◆ STORED ROWS ◆
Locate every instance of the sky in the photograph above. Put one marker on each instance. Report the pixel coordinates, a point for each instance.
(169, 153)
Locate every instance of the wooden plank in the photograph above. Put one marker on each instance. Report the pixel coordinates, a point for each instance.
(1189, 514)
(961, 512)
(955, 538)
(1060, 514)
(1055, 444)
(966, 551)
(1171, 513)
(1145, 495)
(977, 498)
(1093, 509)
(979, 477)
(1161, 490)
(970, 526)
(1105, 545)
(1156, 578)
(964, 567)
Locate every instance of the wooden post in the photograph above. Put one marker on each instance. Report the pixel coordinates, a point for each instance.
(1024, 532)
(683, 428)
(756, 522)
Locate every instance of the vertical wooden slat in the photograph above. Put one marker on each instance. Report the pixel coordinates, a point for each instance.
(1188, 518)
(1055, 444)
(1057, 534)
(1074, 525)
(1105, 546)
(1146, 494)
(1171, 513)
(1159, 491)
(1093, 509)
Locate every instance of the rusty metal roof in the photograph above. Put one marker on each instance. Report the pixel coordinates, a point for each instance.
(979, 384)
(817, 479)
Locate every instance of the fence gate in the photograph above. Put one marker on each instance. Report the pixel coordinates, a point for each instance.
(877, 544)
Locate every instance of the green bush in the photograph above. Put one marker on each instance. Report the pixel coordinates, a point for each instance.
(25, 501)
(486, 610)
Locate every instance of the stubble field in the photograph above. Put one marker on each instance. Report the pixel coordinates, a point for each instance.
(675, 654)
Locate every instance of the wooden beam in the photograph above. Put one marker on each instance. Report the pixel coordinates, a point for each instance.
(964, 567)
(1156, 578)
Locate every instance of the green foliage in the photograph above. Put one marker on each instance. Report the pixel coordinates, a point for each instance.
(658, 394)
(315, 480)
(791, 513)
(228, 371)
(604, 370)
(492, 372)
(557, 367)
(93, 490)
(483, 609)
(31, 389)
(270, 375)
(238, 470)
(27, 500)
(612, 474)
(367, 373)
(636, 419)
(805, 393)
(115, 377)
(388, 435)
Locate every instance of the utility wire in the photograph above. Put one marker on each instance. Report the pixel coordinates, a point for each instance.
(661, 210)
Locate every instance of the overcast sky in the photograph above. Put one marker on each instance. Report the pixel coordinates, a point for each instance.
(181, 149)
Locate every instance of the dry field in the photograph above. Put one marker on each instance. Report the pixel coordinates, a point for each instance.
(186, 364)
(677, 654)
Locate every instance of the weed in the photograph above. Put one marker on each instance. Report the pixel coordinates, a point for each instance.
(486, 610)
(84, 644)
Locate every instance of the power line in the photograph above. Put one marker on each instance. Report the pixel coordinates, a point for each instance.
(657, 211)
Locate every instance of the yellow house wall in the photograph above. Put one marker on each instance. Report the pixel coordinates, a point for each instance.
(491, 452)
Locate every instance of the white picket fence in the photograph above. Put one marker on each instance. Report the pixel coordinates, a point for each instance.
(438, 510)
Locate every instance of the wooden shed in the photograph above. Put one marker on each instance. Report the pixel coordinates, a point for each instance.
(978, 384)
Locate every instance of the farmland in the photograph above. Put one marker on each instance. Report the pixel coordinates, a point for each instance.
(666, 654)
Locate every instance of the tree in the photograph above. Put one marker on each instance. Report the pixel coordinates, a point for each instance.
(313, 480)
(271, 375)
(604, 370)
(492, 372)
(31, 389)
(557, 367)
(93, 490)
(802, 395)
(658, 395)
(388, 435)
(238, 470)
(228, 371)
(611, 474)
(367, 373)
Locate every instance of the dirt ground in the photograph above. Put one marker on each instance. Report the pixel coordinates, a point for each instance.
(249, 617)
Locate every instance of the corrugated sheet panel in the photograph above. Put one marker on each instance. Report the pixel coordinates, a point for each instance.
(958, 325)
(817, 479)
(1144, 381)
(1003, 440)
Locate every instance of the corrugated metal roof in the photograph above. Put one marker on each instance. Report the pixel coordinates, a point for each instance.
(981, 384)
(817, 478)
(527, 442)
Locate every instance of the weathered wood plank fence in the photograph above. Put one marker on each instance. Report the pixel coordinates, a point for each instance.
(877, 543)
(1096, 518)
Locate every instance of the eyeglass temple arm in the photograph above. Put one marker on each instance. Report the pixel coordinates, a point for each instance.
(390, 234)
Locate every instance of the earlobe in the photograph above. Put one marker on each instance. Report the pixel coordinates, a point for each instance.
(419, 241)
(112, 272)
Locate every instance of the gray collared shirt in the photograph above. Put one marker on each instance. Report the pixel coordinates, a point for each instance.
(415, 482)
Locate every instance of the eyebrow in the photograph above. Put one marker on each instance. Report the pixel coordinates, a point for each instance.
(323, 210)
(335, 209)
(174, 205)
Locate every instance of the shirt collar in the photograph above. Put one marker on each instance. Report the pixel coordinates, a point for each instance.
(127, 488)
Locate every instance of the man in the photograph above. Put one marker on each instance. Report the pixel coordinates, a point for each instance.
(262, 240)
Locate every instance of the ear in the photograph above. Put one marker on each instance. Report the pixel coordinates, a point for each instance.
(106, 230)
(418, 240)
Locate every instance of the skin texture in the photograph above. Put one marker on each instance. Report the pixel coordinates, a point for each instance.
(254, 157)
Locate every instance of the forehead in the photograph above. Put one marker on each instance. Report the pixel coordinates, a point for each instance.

◆ CHALLENGE ◆
Convert every line of the records above into a JSON list of strings, one string per line, leaving out any blank lines.

◆ THE SOLUTION ◆
[
  "Locate every instance of the sky in the photograph above. Put one marker on each instance. Report the pixel coordinates, a point for each instance.",
  "(169, 153)",
  "Locate every instance of the wooden plank in the photograph above. Put one marker on each instance. Report the pixel coordinates, a point for each instance.",
  "(1189, 514)",
  "(961, 512)",
  "(955, 538)",
  "(1060, 514)",
  "(1055, 444)",
  "(966, 551)",
  "(1171, 513)",
  "(1145, 495)",
  "(977, 498)",
  "(1093, 509)",
  "(979, 477)",
  "(1161, 490)",
  "(970, 526)",
  "(1105, 545)",
  "(1156, 578)",
  "(964, 567)",
  "Locate every instance of the wooden post in the photograph above. Put one marker on each instance. Report the pixel coordinates, a point for each instance.",
  "(1024, 532)",
  "(683, 428)",
  "(756, 522)",
  "Locate every instance of the vertical wooden slat in the photograph above. Put one marker on each instance. Report the pixel coordinates, a point for each instance.",
  "(1188, 518)",
  "(1055, 444)",
  "(1057, 534)",
  "(1074, 525)",
  "(1105, 546)",
  "(1146, 494)",
  "(1171, 513)",
  "(1159, 491)",
  "(1093, 509)",
  "Locate every instance of the rusty metal roof in the photograph above. Put one marker on each instance. Report the pixel coordinates, a point for each instance.",
  "(979, 384)",
  "(817, 479)",
  "Locate every instance of the fence gate in the photograph above. Put one marker on each instance. Report the pixel coordinates, a point for each instance.",
  "(877, 544)",
  "Locate every instance of the green bush in the photograph above. Put one marker on each instance. Report the pixel coordinates, a point for each instance.",
  "(25, 501)",
  "(486, 610)",
  "Locate every instance of the stubble field in the photograph above. Put one marker on each instance. Report the pixel coordinates, a point for each instance.",
  "(675, 654)",
  "Locate every instance of the wooden beam in the photograph above. Put one marker on each instance. Report the pixel coordinates, a point for each instance.",
  "(964, 567)",
  "(1156, 578)",
  "Locate every instance of the green foliage in the photograph above. Put one marker on each instance. Report the pixel coordinates, a point for each instance.",
  "(658, 394)",
  "(315, 480)",
  "(791, 513)",
  "(228, 371)",
  "(604, 370)",
  "(492, 372)",
  "(557, 367)",
  "(93, 490)",
  "(483, 609)",
  "(31, 389)",
  "(270, 375)",
  "(238, 470)",
  "(27, 500)",
  "(612, 474)",
  "(367, 373)",
  "(636, 419)",
  "(805, 393)",
  "(115, 377)",
  "(388, 435)",
  "Locate every instance of the utility wire in the photograph above. Put one marker on each instance. Report the pixel coordinates, a point for each instance.",
  "(661, 210)",
  "Locate every instance of the overcast sky in the photograph above. Put one marker on each instance. Report the pixel coordinates, a point for each instance.",
  "(181, 149)",
  "Locate every instance of the dry field in the photograph above. Put one marker on each instance. Report the pixel coordinates, a point for each instance.",
  "(186, 364)",
  "(677, 654)",
  "Locate every instance of the weed in the photograph above. Put one marker on each instance. Report the pixel coordinates, a point for each instance.",
  "(486, 610)",
  "(84, 644)",
  "Locate every instance of the power line in the photograph above. Put one marker on each instance. Report the pixel coordinates, a point for each instance.",
  "(657, 211)",
  "Locate every instance of the yellow house wall in the photograph above. Put one marker on each instance. Report the pixel coordinates, a point for each instance.",
  "(491, 452)",
  "Locate every instance of the white picket fence in the photograph above. Put one marker on each instance. Report the pixel coordinates, a point for each instance.",
  "(438, 510)",
  "Locate every instance of the wooden shed in the photograph above. Put one marker on each instance. Report the pixel coordinates, a point for each instance.",
  "(978, 384)",
  "Locate every instance of the farmland in the photograph above. Put one marker on each instance. Report the pixel coordinates, a point for each instance.",
  "(666, 654)",
  "Locate every instance of the tree in the photograph above. Put one marker on each instance. Report the pixel coordinates, a point for each instance.",
  "(313, 480)",
  "(271, 375)",
  "(604, 370)",
  "(492, 372)",
  "(31, 389)",
  "(557, 367)",
  "(93, 490)",
  "(802, 395)",
  "(658, 395)",
  "(388, 435)",
  "(238, 470)",
  "(228, 371)",
  "(611, 474)",
  "(367, 373)",
  "Locate every instance of the dirt ground in the photograph above. Put one marker on each instance. Report the pixel coordinates, a point for each instance.",
  "(249, 617)",
  "Locate every instance of the corrugated sheet panel in the photograph above. Put one marker on each instance. Report the pixel coordinates, a point for each instance.",
  "(958, 325)",
  "(817, 479)",
  "(1144, 381)",
  "(1003, 440)",
  "Locate every instance of the corrugated metal roof in the photograph above. Put one marker on each instance. Report the pixel coordinates, a point for each instance.",
  "(981, 384)",
  "(817, 478)",
  "(527, 442)",
  "Locate every instance of the weathered wood plank fence in the photograph above. Put one marker on each instance. Report the pixel coordinates, a point for each instance.",
  "(877, 543)",
  "(1096, 518)",
  "Locate every instance of the eyeglass temple arm in the photograph above. Put one marker on each instance. Report the pixel coordinates, a point for each instance.",
  "(390, 234)",
  "Locate every instance of the earlobe in the photograph above. Put one marker on each instance. Report the pixel coordinates, a point for each instance.",
  "(419, 241)",
  "(112, 272)",
  "Locate every instance of the gray collared shirt in the photograph above. Put one marker on each instance. Report the pixel coordinates, a point for each instance.",
  "(415, 482)",
  "Locate every instance of the eyebrow in the photograph above. Put one marker on each instance. Report the pixel coordinates, a point for each instance.",
  "(323, 210)",
  "(335, 209)",
  "(174, 205)",
  "Locate every instance of the shirt collar in the photograph above. Put one marker on each instance. Report the pixel coordinates, a point for each instance.",
  "(127, 488)",
  "Locate every instance of the man in the photograph above. Put one marker on each instance. Report the pixel coordinates, a point for each instance.",
  "(262, 240)",
  "Locate every instance of the ear in the photograph above. Put one marker on each instance. Report the pixel coordinates, a point for each instance.",
  "(106, 230)",
  "(418, 240)",
  "Locate every instance of the skin texture in the photograph above. Put one marker on each instance. Report the pixel coordinates, a point for each instance.",
  "(254, 157)",
  "Locate every instance of the forehead in the photograph above. Put one marker on each instance. Report the pixel coordinates, a point for each instance."
]